Given text
BEGIN

Doc: Marty, I’m sorry. But the only power source capable of generating 1.21 gigawatts of electricity is a bolt of lightning.
Marty: What did you say?
Doc: A bolt of lighting. Unfortunately, you never know when or where it’s ever going to strike.
Marty: We do now.
Any of this ring a bell? If you’re of the age to remember pacman and kangaroos, you’ve probably already identified the above dialogue. It comes from Robert Zemeckis’ 1985 classic: Back to the Future.
You’ll remember that our hero Marty McFly escapes from a group of Plutonium packing Libyan terrorists by jumping in a supafly DeLorean and accelerating to 88mph. At this point the Flux Capacitor kicks in and Marty….finds himself suddenly in 1955, 30 years prior to the current date.
While the exact operation of the Flux Capacitor was never fully explained in any of the trilogy, Dr. Emmet Brown does cite that the stainless steel body of the DeLorian had a direct and influential effect on the “Flux Dispersal”.
Zemeckis’ wildly successful ‘Back to the Future’ trilogy is only one example of science fiction’s quest to give the public exactly what it wants: The ability to travel through time. Who can forget Dr. Who’s classic TARDIS device? Or Scott Bakula’s seemingly endless quest to reach ‘home’ through setting history’s wrongs right and (quantum) leaping to the next time? Or for those of you that want to go deep: Star Trek’s Wells class starship: the USS Relativity.
So what is it about time travel that excites us so much? Maybe it’s going back to see what time was like before we were alive. Perhaps a glimpse of the future could let us see our children’s children’s children. Maybe it’s similar to McFly and Sam Beckett’s quest to correct mistakes of the past? Whatever your reasoning might be, it’s a pretty good bet that you’ve daydreamt about time travel at one point.
But is it a reality? According to scientists; theoretically. Technically speaking, if you’re reading this right now, you are time traveling. You are mass, mass moving at a constant rate of 1 day at a time. 1 hour, 1 minute, 1 second, 1 nano-second. Each of us are already time travelers. It’s only the matter of accelerating or decelerating this steady rate that gets tricky.

END

The data
BEGIN

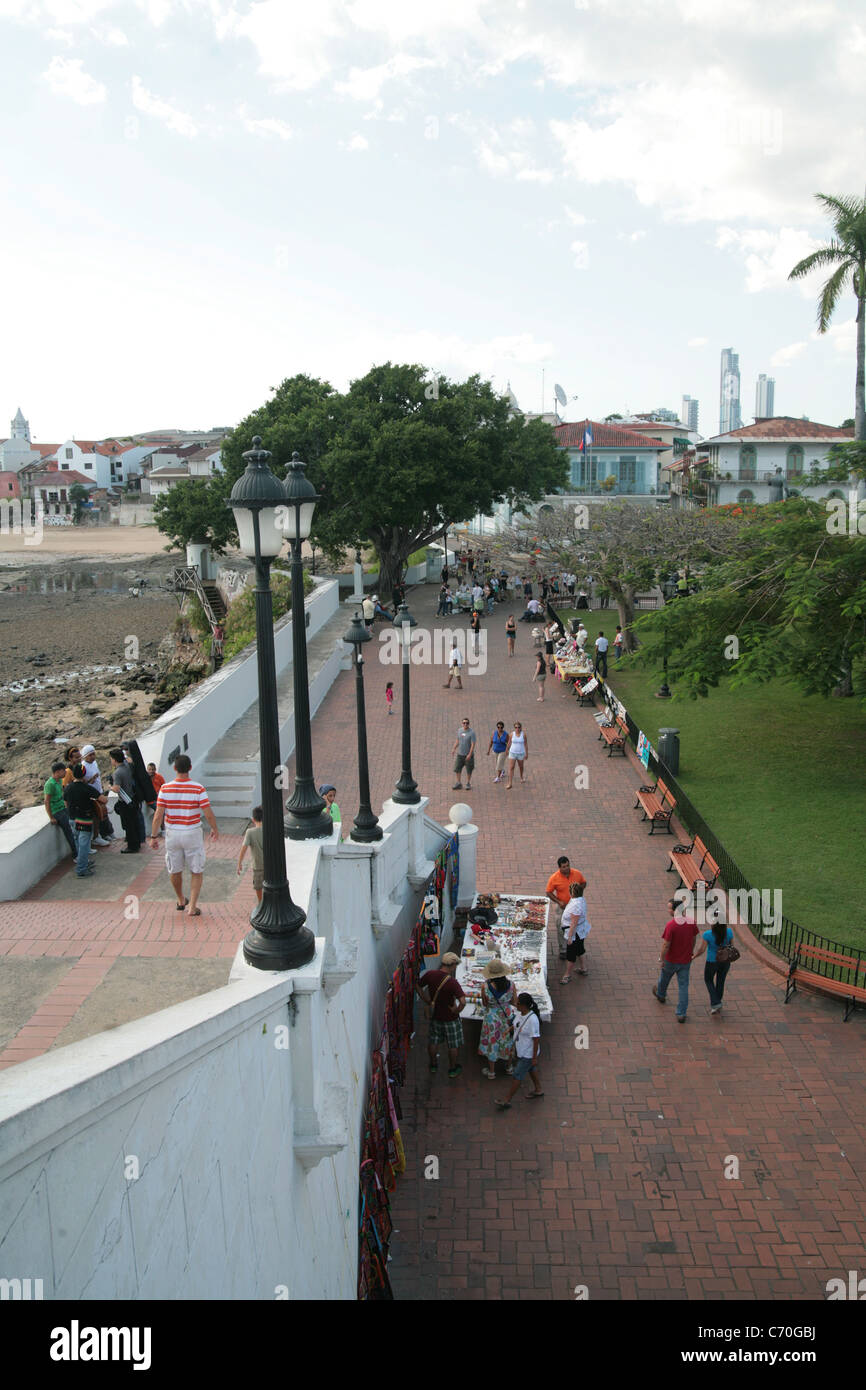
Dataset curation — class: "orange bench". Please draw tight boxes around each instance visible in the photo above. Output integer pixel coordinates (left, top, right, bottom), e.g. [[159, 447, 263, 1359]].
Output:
[[667, 835, 719, 891], [785, 941, 866, 1023], [634, 777, 677, 835], [598, 714, 628, 758]]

END

Questions on the material
**1)** In the time travel article, what speed does Marty reach in the DeLorean before he finds himself in 1955?
**2)** Using the time travel article, explain why it says that anyone reading it is already time traveling.
**3)** Resume the time travel article from its final sentence.

Task results
**1)** 88 mph.

**2)** The reader is mass, and that mass moves through time at a constant rate of one day at a time, down to hours, minutes, seconds and nanoseconds. What is tricky is only speeding up or slowing down that steady rate.

**3)**
The Oxford English Dictionary defines time as “a limited stretch or space of continued existence”, or “as the interval between two successive events”. The main problems with time travel are the paradoxes. For example, what if a time traveler were to travel back in time, interfere with their great grandmother meeting their great grandfather, and ultimately interfering with the Time-Space continuum. Technically speaking, that time traveler would thus never have been born resulting in instant fatality.
There are two ways to resolve this paradox.
- One is to accept that past time is totally defined, meaning that nothing a time traveler could do would disrupt the already pre-defined time space continuum. This time traveler would experience a number of mistakes, mishaps, etc. that would technically not allow him/her to interfere with predetermined history.
- The second theory involves a bit more complexity. Looking at the quantum rules that govern the subatomic level of the universe, if a time traveler were to interrupt a critical instance of history, they would then create a parallel quantum universe in which the great grandmother had never met the great grandfather. Both universes can theoretically exist in parallel. Stephen Hawking believes that he can explain the origin of the universe as (most) of us see it today through parallel quantum universes.
Ok, now that we’ve solved the pesky problem of paradoxes, how do we leap? How do I go back in time and meet Elvis? The secret to time travel is speed. There’s a certain Swiss scientist with a wacky hairdo that might come to mind. Something having to do with E and some M’s and C’s squared? Right. E=MC2. Traveling through time requires that you’re able to move mass at the speed of light. Awesome…let me go get my Ferrari. Whoa Enzo…slow down. The main problem with traveling at the speed of light is that as you approach C (the speed of light), time continues to slow down. Once you reach C, time in effect stops. How can you go faster than time if it has stopped? Ok, ok…technically you’d have to make the leap to quantum tunneling, but that’s a whole other can of worms…..
To conclude, is time travel possible? Technically…yes. Has anyone ever done it? That remains to be seen. What is our fascination with time travel? Is it possibly the ultimate goal of man? To conquer that which has yet to be conquered? Possibly. For me…. I just want to know who DID kill JFK, where IS Jimmy Hoffa, and WAS the royal doctor responsible for the brutal killing of 5 London prostitutes?